## Exercise text
◆ ◆ ◆ ◆ ◆ ◆ ◆

A Single-molecule Study of Molecular Mechanisms and Cellular Pathways of Viral Infection
The major interest of Professor Zhuang and her group is to study complex biological processes at the single molecule (or single working unit) level. We are also interested in developing new imaging techniques to image biological molecules and cells.
Single molecule studies of complex biological processes
Understanding fundamental molecular mechanisms underlying biological processes is one of the major goals in modern biology. As we enter the post-genomic era and biology becomes more quantitative, this goal is becoming more and more accessible. However, roadblocks still exist on the way to quantitative and mechanistic understandings of complex biological processes. Among those, the challenge of characterizing complex dynamics is a critical one. The existence of multiple kinetic paths and transient intermediate states often makes biological processes difficult to dissect by ensemble methods, as individual reaction steps of a multi-step process are usually not synchronized among molecules. To tackle this problem, my research group is developing biophysical techniques to monitor the behavior of individual biological molecules and particles and thus to elucidate complex dynamics beyond the limit of ensemble methods. Currently we are exploiting these techniques in four areas.

◆ ◆ ◆ ◆ ◆ ◆ ◆

(Dataset records)

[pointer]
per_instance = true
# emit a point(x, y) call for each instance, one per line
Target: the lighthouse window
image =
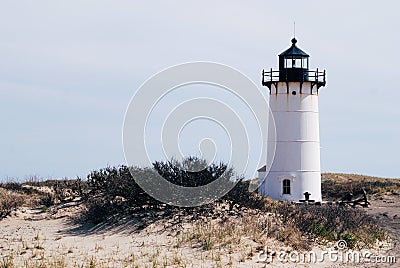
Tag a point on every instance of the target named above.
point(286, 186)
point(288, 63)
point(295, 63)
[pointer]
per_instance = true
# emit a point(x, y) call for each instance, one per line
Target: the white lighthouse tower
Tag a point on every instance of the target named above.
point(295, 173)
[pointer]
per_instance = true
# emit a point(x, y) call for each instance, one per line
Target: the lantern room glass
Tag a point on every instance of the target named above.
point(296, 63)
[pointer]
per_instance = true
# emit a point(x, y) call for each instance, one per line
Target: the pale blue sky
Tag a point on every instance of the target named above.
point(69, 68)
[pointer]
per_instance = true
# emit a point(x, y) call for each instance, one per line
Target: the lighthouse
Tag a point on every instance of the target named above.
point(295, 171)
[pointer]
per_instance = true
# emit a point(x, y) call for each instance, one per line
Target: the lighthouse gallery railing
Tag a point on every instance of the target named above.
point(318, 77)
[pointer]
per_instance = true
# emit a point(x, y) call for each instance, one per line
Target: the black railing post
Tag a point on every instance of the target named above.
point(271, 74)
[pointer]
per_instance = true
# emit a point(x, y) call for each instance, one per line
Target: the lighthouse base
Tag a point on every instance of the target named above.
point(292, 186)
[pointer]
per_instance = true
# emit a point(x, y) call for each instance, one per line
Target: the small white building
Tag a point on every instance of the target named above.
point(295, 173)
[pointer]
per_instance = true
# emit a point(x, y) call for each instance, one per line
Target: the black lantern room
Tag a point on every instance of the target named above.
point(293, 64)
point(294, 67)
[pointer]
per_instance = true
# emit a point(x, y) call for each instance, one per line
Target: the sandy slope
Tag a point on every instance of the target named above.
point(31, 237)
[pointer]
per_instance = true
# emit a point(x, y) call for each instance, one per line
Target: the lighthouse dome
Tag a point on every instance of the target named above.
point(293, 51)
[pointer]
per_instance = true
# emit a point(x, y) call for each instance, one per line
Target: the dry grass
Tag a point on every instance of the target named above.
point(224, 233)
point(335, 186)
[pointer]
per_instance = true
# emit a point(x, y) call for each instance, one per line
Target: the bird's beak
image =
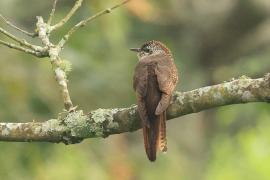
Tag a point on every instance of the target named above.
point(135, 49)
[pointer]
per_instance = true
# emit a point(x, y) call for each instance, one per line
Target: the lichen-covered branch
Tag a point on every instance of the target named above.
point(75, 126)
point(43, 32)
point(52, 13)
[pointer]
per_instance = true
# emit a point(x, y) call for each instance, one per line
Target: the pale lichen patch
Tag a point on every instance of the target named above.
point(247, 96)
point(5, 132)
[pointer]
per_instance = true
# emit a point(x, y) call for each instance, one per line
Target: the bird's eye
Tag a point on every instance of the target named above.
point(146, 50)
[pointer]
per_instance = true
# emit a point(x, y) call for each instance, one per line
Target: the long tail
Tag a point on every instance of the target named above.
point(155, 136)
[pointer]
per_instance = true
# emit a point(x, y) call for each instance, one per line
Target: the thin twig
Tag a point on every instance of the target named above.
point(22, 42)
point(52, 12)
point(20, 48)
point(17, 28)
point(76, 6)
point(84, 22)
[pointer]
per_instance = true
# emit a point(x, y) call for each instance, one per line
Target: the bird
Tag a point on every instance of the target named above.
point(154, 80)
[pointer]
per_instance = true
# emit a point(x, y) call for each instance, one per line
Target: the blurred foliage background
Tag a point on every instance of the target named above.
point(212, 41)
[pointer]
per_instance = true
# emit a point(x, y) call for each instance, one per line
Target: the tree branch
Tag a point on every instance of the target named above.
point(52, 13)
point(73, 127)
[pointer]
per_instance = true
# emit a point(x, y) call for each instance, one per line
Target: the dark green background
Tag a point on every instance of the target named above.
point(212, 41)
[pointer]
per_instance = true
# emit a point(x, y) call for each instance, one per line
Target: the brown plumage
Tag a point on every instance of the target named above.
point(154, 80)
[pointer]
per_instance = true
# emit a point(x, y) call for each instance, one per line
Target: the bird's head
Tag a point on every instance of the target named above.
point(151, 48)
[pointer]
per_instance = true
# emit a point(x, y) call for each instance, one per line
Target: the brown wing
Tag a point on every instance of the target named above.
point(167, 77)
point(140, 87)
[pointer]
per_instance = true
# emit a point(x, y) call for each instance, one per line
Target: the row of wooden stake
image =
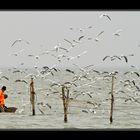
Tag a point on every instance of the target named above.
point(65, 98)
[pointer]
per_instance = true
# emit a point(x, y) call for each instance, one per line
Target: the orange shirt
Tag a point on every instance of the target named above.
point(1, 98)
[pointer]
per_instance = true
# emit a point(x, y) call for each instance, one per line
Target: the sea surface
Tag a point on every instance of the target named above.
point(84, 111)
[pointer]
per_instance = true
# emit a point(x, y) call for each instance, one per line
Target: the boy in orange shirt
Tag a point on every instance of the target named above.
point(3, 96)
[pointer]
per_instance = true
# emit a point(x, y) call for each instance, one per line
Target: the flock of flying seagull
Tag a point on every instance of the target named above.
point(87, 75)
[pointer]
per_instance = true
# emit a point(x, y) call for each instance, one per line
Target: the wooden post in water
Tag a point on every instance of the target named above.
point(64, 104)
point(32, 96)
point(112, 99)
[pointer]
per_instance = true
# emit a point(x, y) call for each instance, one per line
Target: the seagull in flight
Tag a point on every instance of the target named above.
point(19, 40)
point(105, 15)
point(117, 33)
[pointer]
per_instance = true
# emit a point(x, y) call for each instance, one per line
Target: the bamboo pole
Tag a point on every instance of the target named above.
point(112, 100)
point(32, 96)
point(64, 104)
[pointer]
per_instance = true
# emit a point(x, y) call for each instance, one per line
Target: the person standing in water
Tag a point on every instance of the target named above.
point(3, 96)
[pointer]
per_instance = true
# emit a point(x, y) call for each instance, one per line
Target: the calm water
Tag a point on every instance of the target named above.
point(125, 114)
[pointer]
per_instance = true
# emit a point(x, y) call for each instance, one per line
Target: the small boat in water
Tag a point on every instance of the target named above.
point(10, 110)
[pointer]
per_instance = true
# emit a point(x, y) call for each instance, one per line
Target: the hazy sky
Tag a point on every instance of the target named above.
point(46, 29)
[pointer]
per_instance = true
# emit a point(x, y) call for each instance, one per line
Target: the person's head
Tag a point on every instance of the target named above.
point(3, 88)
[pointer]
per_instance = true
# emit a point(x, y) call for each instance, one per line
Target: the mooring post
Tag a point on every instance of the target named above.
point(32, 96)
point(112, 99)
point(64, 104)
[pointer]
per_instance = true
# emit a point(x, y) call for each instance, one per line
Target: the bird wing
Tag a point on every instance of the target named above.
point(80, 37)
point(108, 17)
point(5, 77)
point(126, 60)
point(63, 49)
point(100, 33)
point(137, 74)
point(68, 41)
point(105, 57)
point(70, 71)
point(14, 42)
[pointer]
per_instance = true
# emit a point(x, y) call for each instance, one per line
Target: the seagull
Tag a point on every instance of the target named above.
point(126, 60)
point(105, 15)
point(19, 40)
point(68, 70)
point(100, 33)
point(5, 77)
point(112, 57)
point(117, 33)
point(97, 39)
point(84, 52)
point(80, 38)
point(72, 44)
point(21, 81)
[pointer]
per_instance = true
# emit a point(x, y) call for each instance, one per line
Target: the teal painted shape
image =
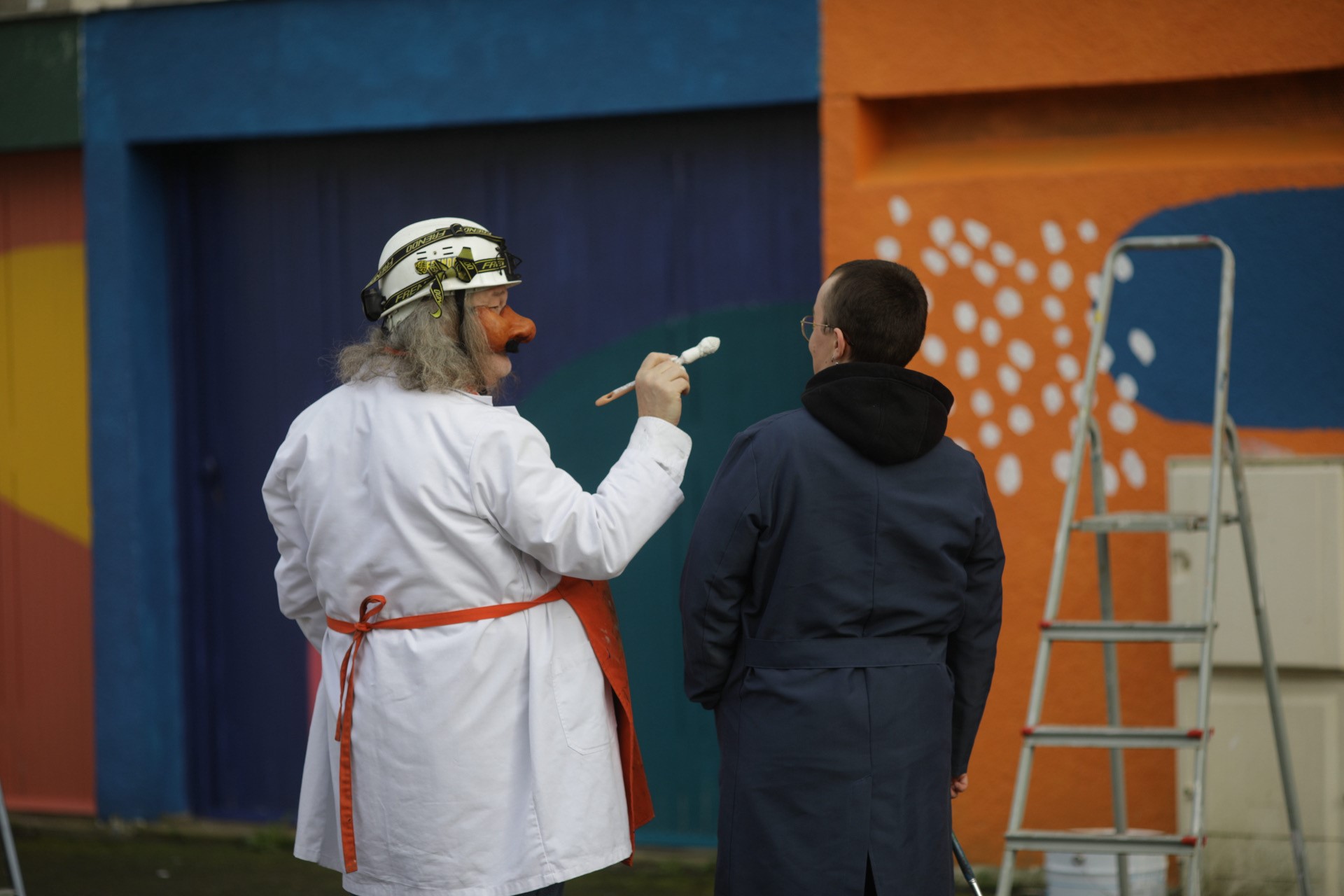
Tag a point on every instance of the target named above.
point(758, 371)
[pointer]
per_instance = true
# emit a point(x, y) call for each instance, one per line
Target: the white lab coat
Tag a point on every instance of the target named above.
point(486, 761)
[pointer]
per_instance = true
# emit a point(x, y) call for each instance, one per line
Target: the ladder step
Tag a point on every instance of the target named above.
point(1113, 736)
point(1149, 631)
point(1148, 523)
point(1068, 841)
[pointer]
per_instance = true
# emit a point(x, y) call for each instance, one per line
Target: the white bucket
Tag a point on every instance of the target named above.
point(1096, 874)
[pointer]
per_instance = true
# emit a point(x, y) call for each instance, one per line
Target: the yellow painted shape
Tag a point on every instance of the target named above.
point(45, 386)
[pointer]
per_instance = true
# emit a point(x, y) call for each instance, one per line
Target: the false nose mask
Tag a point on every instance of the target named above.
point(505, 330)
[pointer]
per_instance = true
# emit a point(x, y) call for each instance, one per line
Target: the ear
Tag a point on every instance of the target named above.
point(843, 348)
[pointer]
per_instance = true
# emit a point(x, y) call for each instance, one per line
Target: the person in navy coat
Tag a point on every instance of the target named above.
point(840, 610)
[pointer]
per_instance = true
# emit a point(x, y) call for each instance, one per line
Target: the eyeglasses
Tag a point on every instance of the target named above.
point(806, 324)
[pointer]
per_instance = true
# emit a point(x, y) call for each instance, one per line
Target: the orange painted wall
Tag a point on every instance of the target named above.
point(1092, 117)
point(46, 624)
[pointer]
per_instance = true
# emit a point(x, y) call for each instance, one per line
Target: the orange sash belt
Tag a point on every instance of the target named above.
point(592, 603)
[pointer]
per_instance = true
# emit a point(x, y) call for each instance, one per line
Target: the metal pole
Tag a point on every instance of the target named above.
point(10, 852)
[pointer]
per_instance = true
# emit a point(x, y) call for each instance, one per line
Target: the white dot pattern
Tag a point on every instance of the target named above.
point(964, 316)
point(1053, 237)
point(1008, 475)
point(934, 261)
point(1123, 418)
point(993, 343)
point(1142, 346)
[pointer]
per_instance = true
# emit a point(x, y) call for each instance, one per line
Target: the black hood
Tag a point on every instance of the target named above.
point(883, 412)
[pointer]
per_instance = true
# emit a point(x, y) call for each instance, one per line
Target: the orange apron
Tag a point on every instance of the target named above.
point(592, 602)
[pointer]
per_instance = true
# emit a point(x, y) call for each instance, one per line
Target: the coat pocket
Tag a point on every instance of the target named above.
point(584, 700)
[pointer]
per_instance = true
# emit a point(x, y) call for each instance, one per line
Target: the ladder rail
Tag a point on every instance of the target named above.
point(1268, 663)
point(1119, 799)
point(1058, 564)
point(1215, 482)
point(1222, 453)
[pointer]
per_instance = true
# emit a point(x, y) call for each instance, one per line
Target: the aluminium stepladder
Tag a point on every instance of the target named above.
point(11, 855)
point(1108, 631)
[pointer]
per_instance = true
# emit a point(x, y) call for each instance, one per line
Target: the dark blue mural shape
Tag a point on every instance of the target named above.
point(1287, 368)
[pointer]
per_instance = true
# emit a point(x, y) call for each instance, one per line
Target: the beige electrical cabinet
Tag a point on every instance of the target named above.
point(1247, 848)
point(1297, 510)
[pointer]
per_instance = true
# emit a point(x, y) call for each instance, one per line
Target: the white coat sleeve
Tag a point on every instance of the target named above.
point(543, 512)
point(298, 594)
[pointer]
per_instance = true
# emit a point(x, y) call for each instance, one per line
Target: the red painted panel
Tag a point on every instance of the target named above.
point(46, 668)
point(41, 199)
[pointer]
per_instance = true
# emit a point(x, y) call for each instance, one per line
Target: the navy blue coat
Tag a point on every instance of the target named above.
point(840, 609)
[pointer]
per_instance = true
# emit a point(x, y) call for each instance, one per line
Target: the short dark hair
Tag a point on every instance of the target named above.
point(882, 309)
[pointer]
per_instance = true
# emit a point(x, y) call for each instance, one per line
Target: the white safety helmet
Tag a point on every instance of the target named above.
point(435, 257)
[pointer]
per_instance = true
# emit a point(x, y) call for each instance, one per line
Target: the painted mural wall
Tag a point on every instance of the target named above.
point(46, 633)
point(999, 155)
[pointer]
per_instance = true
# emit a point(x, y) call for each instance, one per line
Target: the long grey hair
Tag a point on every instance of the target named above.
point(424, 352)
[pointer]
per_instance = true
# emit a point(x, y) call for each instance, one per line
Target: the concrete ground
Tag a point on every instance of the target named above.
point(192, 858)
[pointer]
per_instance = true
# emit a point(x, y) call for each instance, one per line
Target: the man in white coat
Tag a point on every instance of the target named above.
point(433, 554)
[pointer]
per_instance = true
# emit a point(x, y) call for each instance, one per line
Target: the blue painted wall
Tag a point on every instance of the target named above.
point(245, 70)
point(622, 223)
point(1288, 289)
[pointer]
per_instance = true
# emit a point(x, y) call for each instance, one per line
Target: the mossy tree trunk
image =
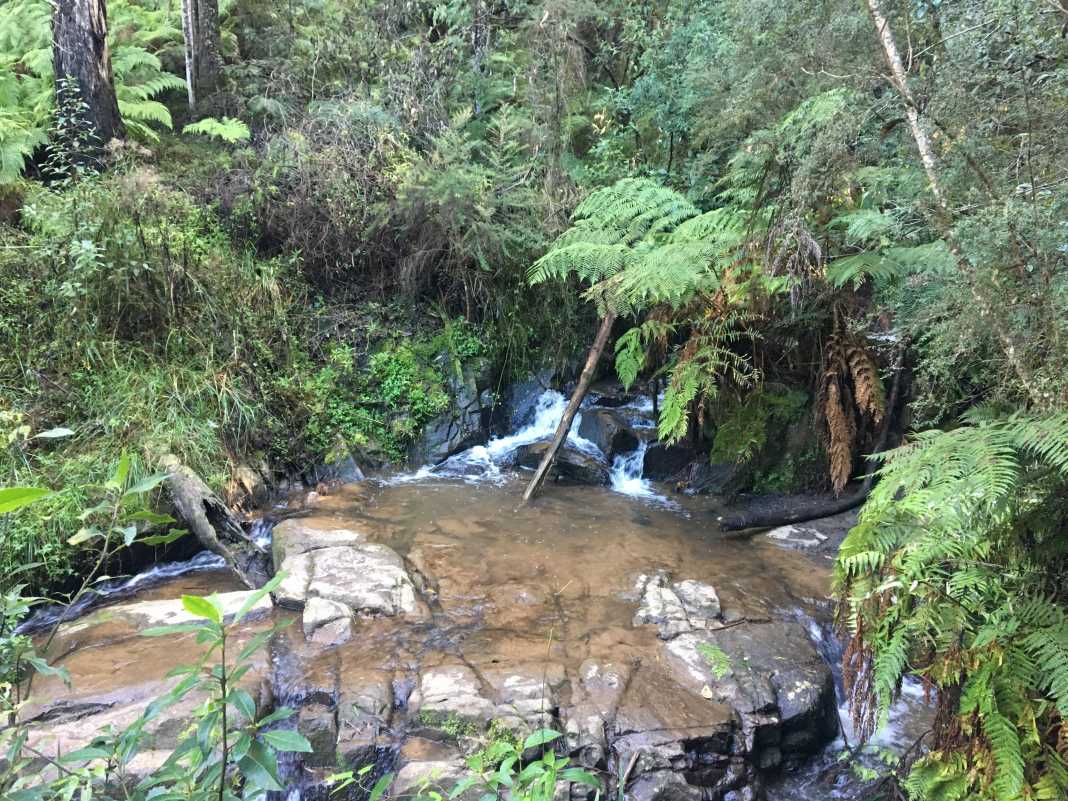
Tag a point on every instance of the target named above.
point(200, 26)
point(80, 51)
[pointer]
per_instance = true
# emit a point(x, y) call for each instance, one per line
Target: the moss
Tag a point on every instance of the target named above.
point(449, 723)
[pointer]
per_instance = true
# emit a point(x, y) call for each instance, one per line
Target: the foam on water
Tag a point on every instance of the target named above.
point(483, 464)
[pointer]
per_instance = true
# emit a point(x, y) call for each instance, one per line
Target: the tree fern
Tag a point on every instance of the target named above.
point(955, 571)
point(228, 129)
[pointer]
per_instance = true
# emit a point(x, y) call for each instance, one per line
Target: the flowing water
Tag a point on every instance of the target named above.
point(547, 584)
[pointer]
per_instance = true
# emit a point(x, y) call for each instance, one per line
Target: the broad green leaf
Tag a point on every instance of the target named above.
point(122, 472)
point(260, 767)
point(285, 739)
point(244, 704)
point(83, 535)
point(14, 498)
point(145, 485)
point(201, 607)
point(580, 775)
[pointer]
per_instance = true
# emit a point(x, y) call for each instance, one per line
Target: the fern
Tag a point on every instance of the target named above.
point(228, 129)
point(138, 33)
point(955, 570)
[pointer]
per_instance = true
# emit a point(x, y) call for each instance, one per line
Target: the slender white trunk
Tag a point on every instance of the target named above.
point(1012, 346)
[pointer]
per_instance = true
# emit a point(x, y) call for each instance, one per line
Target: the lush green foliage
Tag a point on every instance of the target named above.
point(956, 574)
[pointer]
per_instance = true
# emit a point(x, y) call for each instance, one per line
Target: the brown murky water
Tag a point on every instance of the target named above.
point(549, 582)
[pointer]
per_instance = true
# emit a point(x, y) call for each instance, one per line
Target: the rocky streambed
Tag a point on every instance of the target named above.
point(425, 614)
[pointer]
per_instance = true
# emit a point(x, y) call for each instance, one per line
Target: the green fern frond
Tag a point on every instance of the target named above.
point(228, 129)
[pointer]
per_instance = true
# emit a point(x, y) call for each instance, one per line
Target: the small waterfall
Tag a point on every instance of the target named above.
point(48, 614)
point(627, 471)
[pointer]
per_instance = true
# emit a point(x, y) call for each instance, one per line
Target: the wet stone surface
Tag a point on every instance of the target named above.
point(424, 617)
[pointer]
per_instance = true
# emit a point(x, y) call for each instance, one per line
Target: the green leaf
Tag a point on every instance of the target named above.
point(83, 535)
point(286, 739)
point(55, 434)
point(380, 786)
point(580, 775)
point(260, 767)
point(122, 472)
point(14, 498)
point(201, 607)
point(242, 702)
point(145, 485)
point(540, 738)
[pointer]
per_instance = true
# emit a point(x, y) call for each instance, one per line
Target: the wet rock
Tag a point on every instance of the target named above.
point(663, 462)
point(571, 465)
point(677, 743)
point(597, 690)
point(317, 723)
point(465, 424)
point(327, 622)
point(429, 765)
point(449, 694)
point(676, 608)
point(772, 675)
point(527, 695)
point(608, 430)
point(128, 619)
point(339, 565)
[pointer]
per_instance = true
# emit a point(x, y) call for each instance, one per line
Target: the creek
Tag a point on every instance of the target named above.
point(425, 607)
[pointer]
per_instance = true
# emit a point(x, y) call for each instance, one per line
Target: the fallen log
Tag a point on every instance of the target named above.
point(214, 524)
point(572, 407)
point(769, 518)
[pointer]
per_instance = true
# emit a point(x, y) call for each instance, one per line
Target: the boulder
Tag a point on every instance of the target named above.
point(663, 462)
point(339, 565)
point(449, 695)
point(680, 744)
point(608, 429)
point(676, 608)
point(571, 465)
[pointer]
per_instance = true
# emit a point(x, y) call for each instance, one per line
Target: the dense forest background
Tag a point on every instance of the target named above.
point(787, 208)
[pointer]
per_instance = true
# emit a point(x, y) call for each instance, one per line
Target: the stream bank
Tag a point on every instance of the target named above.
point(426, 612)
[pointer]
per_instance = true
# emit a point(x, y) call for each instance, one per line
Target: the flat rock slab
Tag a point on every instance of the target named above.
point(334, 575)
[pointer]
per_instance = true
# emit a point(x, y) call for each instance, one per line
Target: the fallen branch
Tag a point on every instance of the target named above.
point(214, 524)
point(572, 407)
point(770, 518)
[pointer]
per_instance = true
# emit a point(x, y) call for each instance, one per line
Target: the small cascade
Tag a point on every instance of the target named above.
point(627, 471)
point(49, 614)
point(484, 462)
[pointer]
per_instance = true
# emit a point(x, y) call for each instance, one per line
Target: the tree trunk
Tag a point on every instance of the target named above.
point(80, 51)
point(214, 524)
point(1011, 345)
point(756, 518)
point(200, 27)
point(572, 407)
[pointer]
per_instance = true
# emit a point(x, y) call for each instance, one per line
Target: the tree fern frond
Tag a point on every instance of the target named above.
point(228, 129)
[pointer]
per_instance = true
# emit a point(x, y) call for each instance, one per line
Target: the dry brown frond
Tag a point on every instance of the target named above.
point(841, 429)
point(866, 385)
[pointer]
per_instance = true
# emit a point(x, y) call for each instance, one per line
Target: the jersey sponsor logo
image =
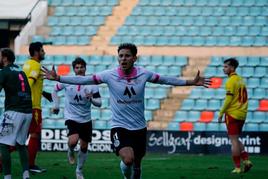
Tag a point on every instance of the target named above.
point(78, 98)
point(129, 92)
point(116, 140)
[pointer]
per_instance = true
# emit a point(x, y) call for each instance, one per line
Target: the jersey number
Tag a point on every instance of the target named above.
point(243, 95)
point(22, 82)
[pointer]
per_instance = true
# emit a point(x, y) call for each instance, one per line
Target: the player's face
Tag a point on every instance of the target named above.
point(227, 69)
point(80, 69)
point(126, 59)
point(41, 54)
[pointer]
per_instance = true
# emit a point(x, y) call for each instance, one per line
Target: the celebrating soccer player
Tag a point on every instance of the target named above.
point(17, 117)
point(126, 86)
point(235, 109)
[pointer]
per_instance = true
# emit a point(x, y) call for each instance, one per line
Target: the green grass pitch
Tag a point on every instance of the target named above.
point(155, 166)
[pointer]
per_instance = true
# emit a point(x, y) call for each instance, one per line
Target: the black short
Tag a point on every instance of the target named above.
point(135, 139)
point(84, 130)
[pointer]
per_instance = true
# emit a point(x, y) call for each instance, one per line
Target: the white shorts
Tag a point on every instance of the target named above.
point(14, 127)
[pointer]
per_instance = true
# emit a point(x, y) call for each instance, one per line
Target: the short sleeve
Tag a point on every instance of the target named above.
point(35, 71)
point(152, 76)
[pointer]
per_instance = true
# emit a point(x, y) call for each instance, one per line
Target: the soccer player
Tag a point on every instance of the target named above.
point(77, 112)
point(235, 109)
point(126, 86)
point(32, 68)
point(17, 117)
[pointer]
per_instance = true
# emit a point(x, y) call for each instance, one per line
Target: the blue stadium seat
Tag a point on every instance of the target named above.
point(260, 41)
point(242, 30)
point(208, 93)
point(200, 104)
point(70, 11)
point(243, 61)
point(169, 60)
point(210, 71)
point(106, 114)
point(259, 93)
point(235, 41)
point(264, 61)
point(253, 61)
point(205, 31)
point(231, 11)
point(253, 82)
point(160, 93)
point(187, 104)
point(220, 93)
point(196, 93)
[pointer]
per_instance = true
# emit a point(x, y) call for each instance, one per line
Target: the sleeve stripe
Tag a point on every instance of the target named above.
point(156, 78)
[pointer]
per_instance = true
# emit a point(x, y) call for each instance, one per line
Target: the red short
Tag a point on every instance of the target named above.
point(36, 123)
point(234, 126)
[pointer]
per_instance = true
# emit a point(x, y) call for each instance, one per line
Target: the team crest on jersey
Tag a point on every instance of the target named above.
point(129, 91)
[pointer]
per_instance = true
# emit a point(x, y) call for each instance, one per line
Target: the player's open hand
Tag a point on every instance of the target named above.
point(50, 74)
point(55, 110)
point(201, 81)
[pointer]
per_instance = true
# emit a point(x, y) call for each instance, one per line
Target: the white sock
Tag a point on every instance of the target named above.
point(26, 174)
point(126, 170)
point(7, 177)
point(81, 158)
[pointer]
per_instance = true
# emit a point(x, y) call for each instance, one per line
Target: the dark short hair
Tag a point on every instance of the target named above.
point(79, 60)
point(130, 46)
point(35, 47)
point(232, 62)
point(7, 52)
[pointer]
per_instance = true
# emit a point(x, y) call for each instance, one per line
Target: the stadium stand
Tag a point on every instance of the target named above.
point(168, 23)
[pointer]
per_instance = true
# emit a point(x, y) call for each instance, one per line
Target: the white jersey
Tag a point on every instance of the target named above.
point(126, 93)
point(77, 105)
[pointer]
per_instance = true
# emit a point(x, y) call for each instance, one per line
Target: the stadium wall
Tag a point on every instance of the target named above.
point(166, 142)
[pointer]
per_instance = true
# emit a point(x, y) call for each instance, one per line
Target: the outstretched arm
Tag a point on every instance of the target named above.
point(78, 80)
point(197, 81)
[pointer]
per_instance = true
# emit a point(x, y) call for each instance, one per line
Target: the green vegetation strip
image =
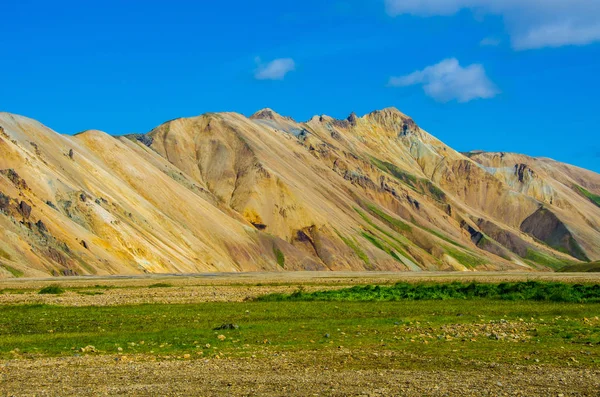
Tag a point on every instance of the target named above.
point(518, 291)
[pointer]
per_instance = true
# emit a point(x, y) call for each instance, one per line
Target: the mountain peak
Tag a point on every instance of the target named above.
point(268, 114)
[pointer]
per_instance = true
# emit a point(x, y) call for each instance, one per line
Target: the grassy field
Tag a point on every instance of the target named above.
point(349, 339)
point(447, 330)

◆ ◆ ◆ ◆ ◆ ◆ ◆

## Exercise tasks
a) According to the research description, why are biological processes often difficult to dissect by ensemble methods?
b) Pull out the passage of the research description that opens with the words containing "A Single-molecule Study" and closes with "molecules and cells.".

## Answers by item
a) Multiple kinetic paths and transient intermediate states exist, and individual reaction steps of a multi-step process are usually not synchronized among molecules.

b)
A Single-molecule Study of Molecular Mechanisms and Cellular Pathways of Viral Infection
The major interest of Professor Zhuang and her group is to study complex biological processes at the single molecule (or single working unit) level. We are also interested in developing new imaging techniques to image biological molecules and cells.